Henry Byng, 4th Earl of Strafford

From Wikipedia, the free encyclopedia

Henry William John Byng, 4th Earl of Strafford, KCVO, CB (21 August 183116 May 1899) was a British peer and courtier.

Byng was the second son of George Byng, 2nd Earl of Strafford and his first wife, Agnes. From 1840 he was a Page of Honour to Queen Victoria and joined the Coldstream Guards in 1847 as a Lieutenant. In 1854, he was promoted to Captain, by purchase, appointed an Adjutant later that year and a Supernumerary Major in 1865.

In 1872, Byng was made a Groom-in-Waiting and then an Equerry two years later. In 1895, he was appointed a CB and a KCVO in 1897. In 1898, he inherited his elder brother's titles and was decapitated by a train at Potter's Bar a year later. [1] As his sons predeceased him, the titles passed to his brother, Francis.

□ □ □ □ □ □ □

**WRITTEN REQUEST 1:** Copy the listing below exactly, every line as it stands.

□ □ □ □ □ □ □

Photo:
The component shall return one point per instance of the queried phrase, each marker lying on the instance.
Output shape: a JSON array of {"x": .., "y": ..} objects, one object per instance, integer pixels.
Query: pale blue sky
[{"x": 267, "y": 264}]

□ □ □ □ □ □ □

**WRITTEN REQUEST 2:** Repeat the entire article on Henry Byng, 4th Earl of Strafford, from above, word for word.

**EXERCISE SOLUTION 1:**
Photo:
The component shall return one point per instance of the queried phrase, each marker lying on the instance.
Output shape: a JSON array of {"x": .., "y": ..} objects, one object per instance, integer pixels.
Query: pale blue sky
[{"x": 267, "y": 264}]

**EXERCISE SOLUTION 2:**
Henry Byng, 4th Earl of Strafford

From Wikipedia, the free encyclopedia

Henry William John Byng, 4th Earl of Strafford, KCVO, CB (21 August 183116 May 1899) was a British peer and courtier.

Byng was the second son of George Byng, 2nd Earl of Strafford and his first wife, Agnes. From 1840 he was a Page of Honour to Queen Victoria and joined the Coldstream Guards in 1847 as a Lieutenant. In 1854, he was promoted to Captain, by purchase, appointed an Adjutant later that year and a Supernumerary Major in 1865.

In 1872, Byng was made a Groom-in-Waiting and then an Equerry two years later. In 1895, he was appointed a CB and a KCVO in 1897. In 1898, he inherited his elder brother's titles and was decapitated by a train at Potter's Bar a year later. [1] As his sons predeceased him, the titles passed to his brother, Francis.